======== Listed entries

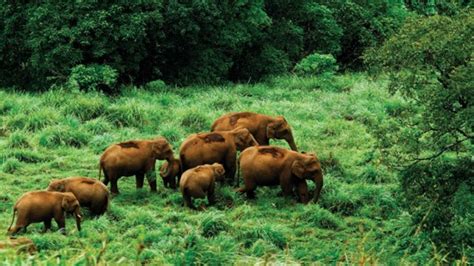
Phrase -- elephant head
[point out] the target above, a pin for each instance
(280, 129)
(307, 166)
(169, 170)
(161, 149)
(71, 205)
(219, 171)
(56, 185)
(243, 139)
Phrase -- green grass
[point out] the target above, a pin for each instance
(58, 134)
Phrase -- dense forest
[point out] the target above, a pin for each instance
(387, 85)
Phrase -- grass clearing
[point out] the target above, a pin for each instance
(329, 115)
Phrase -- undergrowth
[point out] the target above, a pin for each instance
(58, 134)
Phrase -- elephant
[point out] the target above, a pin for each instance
(134, 157)
(170, 174)
(89, 192)
(21, 244)
(200, 181)
(43, 206)
(262, 127)
(215, 147)
(272, 166)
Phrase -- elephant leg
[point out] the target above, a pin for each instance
(230, 166)
(188, 201)
(302, 191)
(211, 196)
(106, 178)
(285, 183)
(151, 178)
(113, 186)
(15, 229)
(139, 180)
(47, 225)
(61, 221)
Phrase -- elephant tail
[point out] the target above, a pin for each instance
(13, 219)
(100, 170)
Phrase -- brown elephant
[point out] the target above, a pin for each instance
(43, 206)
(262, 127)
(89, 192)
(200, 182)
(215, 147)
(170, 174)
(21, 244)
(135, 157)
(272, 166)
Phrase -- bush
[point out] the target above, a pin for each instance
(86, 106)
(319, 217)
(195, 122)
(211, 226)
(18, 140)
(155, 85)
(11, 165)
(316, 64)
(56, 136)
(126, 114)
(92, 78)
(250, 236)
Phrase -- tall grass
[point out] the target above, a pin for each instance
(59, 134)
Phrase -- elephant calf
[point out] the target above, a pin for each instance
(272, 166)
(135, 157)
(170, 171)
(199, 182)
(43, 206)
(262, 127)
(215, 147)
(90, 192)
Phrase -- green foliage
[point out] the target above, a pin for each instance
(316, 64)
(18, 140)
(364, 25)
(100, 46)
(358, 218)
(11, 165)
(57, 136)
(93, 77)
(212, 226)
(430, 63)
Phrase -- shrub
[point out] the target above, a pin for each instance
(32, 120)
(93, 77)
(53, 137)
(129, 113)
(86, 106)
(195, 122)
(319, 217)
(250, 236)
(18, 140)
(211, 226)
(28, 156)
(11, 165)
(316, 64)
(155, 85)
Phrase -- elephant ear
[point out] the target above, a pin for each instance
(61, 187)
(164, 169)
(64, 204)
(297, 168)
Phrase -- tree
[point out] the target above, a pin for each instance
(431, 61)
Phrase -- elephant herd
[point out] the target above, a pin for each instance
(204, 159)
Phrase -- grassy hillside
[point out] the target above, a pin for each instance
(58, 134)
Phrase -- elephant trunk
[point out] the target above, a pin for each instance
(167, 171)
(318, 180)
(291, 142)
(77, 214)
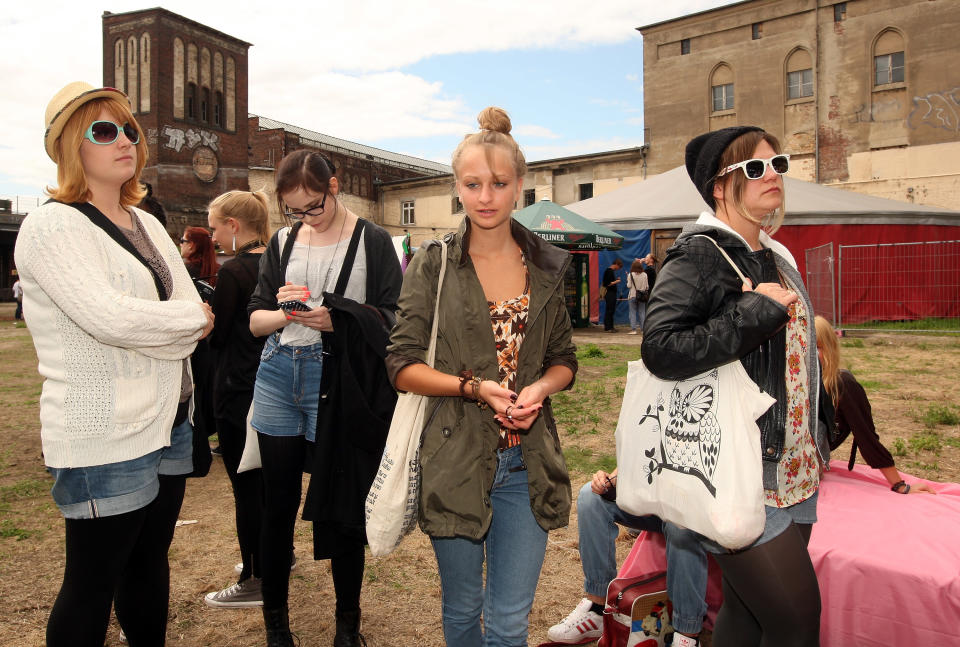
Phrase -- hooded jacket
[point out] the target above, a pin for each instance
(458, 453)
(699, 317)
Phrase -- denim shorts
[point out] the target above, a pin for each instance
(778, 520)
(117, 488)
(287, 391)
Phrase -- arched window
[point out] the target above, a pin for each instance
(799, 74)
(204, 105)
(178, 62)
(119, 65)
(145, 73)
(888, 58)
(721, 88)
(191, 101)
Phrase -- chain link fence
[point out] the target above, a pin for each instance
(913, 287)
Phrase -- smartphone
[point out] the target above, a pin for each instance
(294, 306)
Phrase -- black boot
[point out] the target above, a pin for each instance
(277, 623)
(348, 629)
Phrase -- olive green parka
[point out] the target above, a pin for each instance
(458, 453)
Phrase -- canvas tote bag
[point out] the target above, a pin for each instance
(688, 450)
(391, 506)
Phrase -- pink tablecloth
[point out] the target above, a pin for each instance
(888, 564)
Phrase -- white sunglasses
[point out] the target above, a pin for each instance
(756, 168)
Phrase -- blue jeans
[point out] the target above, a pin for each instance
(515, 545)
(287, 391)
(638, 310)
(118, 488)
(597, 521)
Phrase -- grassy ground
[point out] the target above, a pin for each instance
(909, 379)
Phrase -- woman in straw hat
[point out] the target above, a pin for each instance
(114, 316)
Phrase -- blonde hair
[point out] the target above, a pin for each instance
(741, 149)
(495, 129)
(71, 180)
(246, 207)
(829, 347)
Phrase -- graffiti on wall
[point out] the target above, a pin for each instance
(937, 110)
(177, 138)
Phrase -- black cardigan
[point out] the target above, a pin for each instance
(383, 272)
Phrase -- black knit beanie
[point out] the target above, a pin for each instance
(703, 157)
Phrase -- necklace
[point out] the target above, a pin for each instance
(333, 258)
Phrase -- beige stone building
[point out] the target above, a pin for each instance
(428, 207)
(863, 94)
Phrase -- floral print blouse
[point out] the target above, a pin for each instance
(798, 473)
(509, 321)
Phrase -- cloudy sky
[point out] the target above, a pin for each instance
(410, 78)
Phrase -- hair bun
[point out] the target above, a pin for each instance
(495, 119)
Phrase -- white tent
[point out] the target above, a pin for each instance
(670, 200)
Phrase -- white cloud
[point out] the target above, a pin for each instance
(331, 67)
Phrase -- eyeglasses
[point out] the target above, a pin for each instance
(756, 168)
(107, 132)
(312, 211)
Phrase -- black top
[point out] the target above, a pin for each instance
(609, 276)
(854, 415)
(239, 351)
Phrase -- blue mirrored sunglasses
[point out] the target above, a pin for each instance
(107, 132)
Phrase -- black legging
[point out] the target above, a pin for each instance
(247, 494)
(611, 307)
(120, 559)
(282, 458)
(770, 594)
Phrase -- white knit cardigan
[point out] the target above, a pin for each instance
(109, 350)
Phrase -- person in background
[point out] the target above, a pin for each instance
(114, 316)
(637, 293)
(597, 524)
(701, 316)
(18, 297)
(610, 283)
(239, 222)
(493, 478)
(854, 414)
(650, 269)
(299, 265)
(196, 248)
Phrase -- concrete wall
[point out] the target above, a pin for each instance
(878, 139)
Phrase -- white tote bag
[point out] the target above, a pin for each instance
(391, 507)
(688, 450)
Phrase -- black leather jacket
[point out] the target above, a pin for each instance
(698, 318)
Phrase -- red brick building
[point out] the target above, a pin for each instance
(188, 86)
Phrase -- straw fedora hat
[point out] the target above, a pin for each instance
(65, 103)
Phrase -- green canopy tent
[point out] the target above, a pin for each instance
(564, 228)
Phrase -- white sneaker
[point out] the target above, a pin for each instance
(581, 626)
(241, 595)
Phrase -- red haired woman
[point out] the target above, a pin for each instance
(113, 316)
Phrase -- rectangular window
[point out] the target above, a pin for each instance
(723, 97)
(888, 68)
(800, 84)
(406, 213)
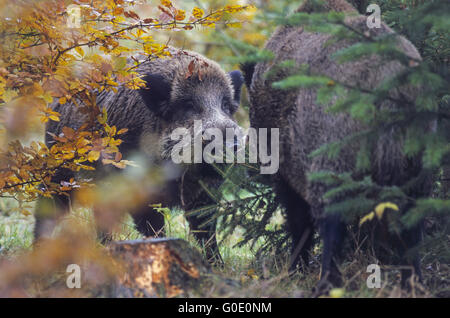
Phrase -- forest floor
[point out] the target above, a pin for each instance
(243, 275)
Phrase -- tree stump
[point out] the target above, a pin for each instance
(156, 268)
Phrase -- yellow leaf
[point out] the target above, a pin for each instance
(93, 155)
(54, 117)
(380, 208)
(181, 15)
(166, 3)
(79, 51)
(367, 217)
(197, 12)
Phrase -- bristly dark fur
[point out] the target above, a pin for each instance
(175, 96)
(305, 126)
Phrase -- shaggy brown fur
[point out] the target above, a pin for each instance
(177, 94)
(305, 126)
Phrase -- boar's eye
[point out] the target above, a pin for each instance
(188, 104)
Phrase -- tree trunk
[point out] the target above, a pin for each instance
(157, 268)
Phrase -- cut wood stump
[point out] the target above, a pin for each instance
(157, 268)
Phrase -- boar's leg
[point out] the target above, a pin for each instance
(332, 231)
(49, 210)
(411, 238)
(300, 222)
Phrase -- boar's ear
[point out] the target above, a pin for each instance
(237, 80)
(156, 94)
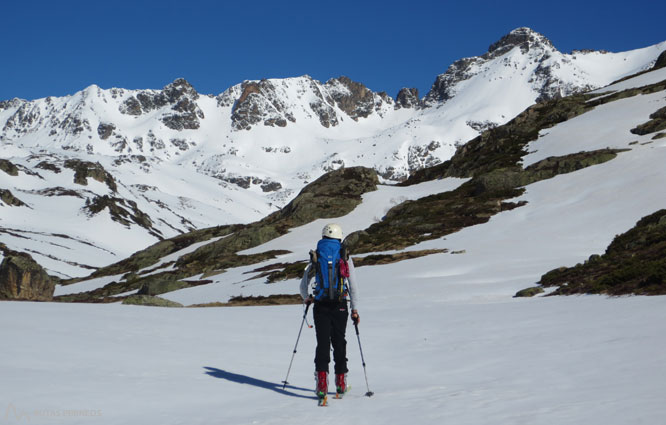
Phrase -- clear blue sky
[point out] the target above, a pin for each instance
(58, 47)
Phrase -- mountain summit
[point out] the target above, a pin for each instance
(116, 169)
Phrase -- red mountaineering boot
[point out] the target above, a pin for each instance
(340, 384)
(322, 386)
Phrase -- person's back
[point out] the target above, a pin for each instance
(335, 284)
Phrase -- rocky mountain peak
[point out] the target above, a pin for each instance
(354, 98)
(523, 37)
(407, 98)
(180, 95)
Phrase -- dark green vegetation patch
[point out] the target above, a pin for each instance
(634, 263)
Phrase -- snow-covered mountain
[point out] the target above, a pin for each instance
(442, 337)
(105, 172)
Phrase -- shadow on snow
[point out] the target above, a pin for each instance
(247, 380)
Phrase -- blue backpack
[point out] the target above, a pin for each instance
(330, 263)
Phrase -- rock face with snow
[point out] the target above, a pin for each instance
(526, 55)
(120, 169)
(21, 278)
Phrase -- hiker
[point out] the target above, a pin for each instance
(334, 283)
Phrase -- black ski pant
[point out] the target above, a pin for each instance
(330, 325)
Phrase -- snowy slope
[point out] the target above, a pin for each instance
(187, 160)
(443, 339)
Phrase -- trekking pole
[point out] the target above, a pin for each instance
(358, 337)
(369, 393)
(294, 354)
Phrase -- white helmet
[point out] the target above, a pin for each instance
(333, 231)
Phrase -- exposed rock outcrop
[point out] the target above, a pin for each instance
(661, 61)
(8, 198)
(180, 95)
(21, 278)
(407, 98)
(85, 169)
(149, 300)
(8, 167)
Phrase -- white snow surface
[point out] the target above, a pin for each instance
(442, 337)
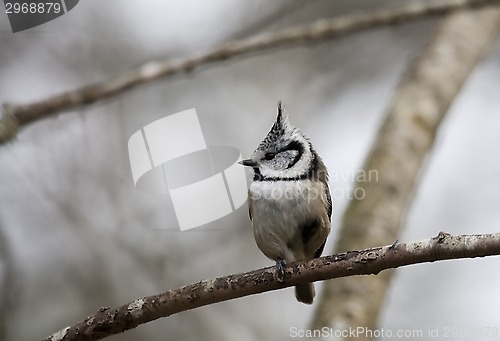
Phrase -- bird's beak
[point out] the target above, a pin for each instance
(248, 162)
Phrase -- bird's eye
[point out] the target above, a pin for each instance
(269, 156)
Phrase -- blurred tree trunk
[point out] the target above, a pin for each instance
(405, 138)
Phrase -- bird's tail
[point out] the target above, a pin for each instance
(305, 292)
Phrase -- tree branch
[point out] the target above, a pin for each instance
(108, 321)
(16, 116)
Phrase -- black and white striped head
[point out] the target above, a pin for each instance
(285, 153)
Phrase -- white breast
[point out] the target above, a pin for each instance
(280, 209)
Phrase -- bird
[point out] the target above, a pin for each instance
(289, 200)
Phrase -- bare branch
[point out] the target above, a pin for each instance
(108, 321)
(16, 116)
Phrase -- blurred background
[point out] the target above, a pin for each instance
(76, 235)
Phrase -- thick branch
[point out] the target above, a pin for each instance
(15, 116)
(108, 321)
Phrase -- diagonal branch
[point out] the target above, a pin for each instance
(108, 321)
(16, 116)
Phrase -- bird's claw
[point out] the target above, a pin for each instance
(280, 266)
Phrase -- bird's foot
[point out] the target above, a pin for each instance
(280, 266)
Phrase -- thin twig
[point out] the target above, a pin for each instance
(108, 321)
(16, 116)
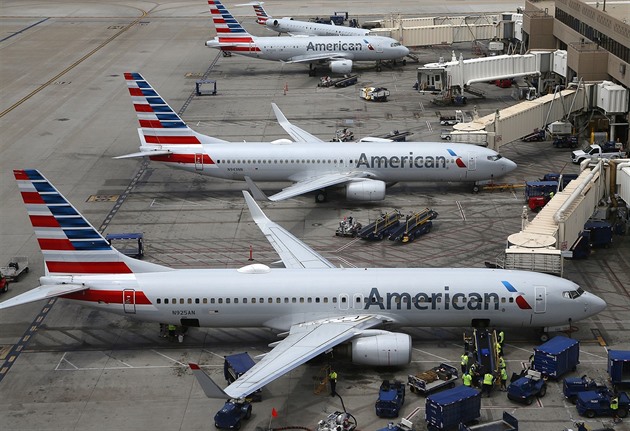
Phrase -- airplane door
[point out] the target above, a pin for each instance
(199, 162)
(541, 299)
(343, 301)
(129, 301)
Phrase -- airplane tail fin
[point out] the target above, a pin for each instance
(224, 22)
(261, 14)
(69, 243)
(159, 123)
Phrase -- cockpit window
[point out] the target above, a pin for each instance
(572, 294)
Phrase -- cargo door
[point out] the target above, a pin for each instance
(540, 305)
(129, 301)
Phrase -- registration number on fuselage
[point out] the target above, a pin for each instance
(183, 312)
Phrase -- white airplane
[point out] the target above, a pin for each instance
(337, 51)
(294, 27)
(315, 305)
(363, 168)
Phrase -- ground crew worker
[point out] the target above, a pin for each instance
(503, 379)
(171, 331)
(332, 377)
(464, 363)
(614, 406)
(488, 381)
(501, 362)
(467, 378)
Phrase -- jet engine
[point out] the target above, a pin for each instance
(341, 66)
(365, 190)
(386, 348)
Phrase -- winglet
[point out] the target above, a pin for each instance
(258, 194)
(210, 388)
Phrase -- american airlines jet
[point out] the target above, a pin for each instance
(294, 27)
(337, 51)
(362, 168)
(315, 305)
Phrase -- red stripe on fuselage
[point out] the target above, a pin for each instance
(32, 198)
(150, 139)
(107, 296)
(43, 221)
(55, 244)
(182, 158)
(88, 267)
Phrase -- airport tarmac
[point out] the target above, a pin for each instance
(65, 110)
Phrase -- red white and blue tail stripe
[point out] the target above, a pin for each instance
(160, 125)
(261, 14)
(69, 243)
(230, 33)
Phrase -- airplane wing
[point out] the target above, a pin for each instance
(304, 342)
(316, 183)
(293, 252)
(42, 292)
(307, 58)
(295, 132)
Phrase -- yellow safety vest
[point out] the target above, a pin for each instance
(487, 379)
(467, 379)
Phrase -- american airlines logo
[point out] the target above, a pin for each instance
(409, 161)
(433, 301)
(334, 46)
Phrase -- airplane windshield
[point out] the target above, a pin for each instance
(572, 294)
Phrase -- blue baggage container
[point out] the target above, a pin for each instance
(557, 356)
(445, 410)
(619, 366)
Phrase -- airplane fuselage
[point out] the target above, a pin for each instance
(284, 297)
(289, 48)
(389, 162)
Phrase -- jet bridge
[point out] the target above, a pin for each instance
(542, 242)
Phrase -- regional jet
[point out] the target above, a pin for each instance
(324, 307)
(338, 52)
(294, 27)
(362, 168)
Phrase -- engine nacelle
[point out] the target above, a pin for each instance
(341, 66)
(365, 190)
(390, 348)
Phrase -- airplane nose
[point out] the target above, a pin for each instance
(508, 165)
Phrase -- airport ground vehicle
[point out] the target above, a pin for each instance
(15, 267)
(414, 226)
(232, 414)
(594, 151)
(381, 227)
(391, 397)
(426, 382)
(572, 386)
(557, 356)
(538, 193)
(596, 403)
(235, 366)
(375, 94)
(528, 387)
(447, 409)
(507, 423)
(4, 283)
(619, 367)
(348, 227)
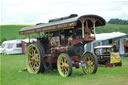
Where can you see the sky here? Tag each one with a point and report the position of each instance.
(40, 11)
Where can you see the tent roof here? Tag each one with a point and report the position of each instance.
(105, 36)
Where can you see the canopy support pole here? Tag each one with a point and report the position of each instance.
(94, 30)
(83, 30)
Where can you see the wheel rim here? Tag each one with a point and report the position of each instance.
(89, 60)
(33, 59)
(63, 66)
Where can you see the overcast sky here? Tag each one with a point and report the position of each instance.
(37, 11)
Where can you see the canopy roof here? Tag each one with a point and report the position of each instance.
(61, 24)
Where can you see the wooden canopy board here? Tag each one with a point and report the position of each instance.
(62, 24)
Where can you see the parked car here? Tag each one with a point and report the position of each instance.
(107, 55)
(14, 47)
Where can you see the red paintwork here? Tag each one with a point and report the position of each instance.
(87, 39)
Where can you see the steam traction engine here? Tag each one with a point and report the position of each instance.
(60, 44)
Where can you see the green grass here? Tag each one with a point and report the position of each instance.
(11, 64)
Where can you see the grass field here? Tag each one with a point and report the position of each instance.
(11, 64)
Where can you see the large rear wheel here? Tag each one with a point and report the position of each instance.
(34, 58)
(91, 63)
(64, 65)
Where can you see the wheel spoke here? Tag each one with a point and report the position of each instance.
(88, 59)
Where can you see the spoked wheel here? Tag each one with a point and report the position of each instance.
(34, 58)
(91, 63)
(64, 65)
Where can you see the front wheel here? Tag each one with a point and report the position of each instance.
(64, 65)
(34, 61)
(91, 63)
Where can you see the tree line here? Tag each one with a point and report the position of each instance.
(118, 21)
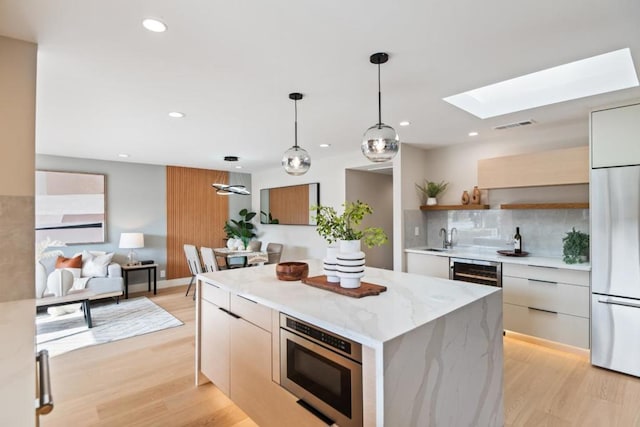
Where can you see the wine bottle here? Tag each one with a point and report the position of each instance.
(517, 242)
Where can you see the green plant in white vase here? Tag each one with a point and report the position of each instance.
(333, 227)
(241, 229)
(575, 248)
(349, 263)
(430, 190)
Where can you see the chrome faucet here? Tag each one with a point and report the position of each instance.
(448, 237)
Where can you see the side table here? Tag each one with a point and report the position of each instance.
(149, 267)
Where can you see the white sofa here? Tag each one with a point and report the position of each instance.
(52, 282)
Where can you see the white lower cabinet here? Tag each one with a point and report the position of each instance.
(235, 345)
(214, 346)
(428, 265)
(547, 303)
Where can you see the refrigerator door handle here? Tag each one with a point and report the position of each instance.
(618, 302)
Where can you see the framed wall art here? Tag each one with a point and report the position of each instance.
(70, 207)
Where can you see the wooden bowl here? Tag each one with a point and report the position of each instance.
(292, 270)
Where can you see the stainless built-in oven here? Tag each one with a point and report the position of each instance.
(476, 271)
(323, 370)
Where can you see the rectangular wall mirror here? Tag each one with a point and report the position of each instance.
(289, 205)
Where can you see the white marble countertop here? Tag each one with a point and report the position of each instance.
(492, 255)
(410, 301)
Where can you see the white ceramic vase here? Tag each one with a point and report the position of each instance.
(350, 263)
(329, 265)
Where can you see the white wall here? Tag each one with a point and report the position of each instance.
(409, 169)
(302, 241)
(17, 305)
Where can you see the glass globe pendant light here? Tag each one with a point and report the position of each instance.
(296, 161)
(380, 142)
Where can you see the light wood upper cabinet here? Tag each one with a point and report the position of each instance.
(556, 167)
(615, 136)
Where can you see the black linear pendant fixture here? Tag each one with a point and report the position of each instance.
(380, 142)
(296, 160)
(226, 190)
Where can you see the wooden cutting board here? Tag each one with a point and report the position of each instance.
(366, 289)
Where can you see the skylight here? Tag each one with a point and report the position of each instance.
(591, 76)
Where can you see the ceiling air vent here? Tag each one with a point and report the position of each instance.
(515, 124)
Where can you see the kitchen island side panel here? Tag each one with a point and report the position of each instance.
(456, 370)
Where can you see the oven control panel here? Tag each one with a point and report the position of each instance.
(319, 335)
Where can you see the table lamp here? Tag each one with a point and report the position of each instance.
(131, 241)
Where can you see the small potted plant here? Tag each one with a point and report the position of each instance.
(575, 247)
(430, 190)
(348, 265)
(242, 230)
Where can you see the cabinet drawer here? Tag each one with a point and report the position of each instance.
(251, 311)
(575, 277)
(215, 295)
(552, 296)
(428, 265)
(566, 329)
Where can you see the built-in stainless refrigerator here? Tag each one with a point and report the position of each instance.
(615, 268)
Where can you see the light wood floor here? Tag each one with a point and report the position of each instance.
(149, 381)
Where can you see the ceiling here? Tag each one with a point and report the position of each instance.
(106, 85)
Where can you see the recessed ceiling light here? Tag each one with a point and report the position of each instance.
(591, 76)
(154, 25)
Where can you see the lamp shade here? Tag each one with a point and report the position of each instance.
(131, 240)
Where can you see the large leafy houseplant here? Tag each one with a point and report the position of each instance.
(333, 227)
(575, 246)
(241, 229)
(432, 188)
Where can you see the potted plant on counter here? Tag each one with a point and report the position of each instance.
(240, 232)
(430, 190)
(349, 261)
(575, 248)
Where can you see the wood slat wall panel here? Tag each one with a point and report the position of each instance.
(195, 214)
(290, 205)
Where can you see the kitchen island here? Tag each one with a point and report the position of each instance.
(432, 348)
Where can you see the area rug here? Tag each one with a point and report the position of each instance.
(111, 322)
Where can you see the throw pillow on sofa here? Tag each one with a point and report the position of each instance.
(74, 265)
(95, 265)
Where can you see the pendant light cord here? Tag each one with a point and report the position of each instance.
(295, 103)
(379, 100)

================

Exactly as written, give again every line from the one containing "Where can you see the large leafy" through the last line of the material above, and no other lines.

Where can you see the large leafy houseplant here? Tag each one with a point and report the position of each instance.
(333, 227)
(575, 246)
(241, 229)
(432, 188)
Where can you see the potted plant on counter here? Tag each one with a point and report the position of each instance.
(240, 232)
(430, 190)
(349, 261)
(575, 248)
Where can you see the wood slat wall panel here? Tag each one with a point and report the position of each instance.
(195, 214)
(290, 205)
Where can you see the kitchen island here? Tag each one with a point and report the position of each instance.
(432, 348)
Where can you see the area rug here? Tag each one with a point and report the position of each instance.
(111, 322)
Where can you see the throw pillow on sofa here? Tag each one with a point and report the position of each instance.
(74, 265)
(95, 265)
Where can you see the pendant light cord here? Tag each one with a point and report the position of each instance.
(295, 103)
(379, 100)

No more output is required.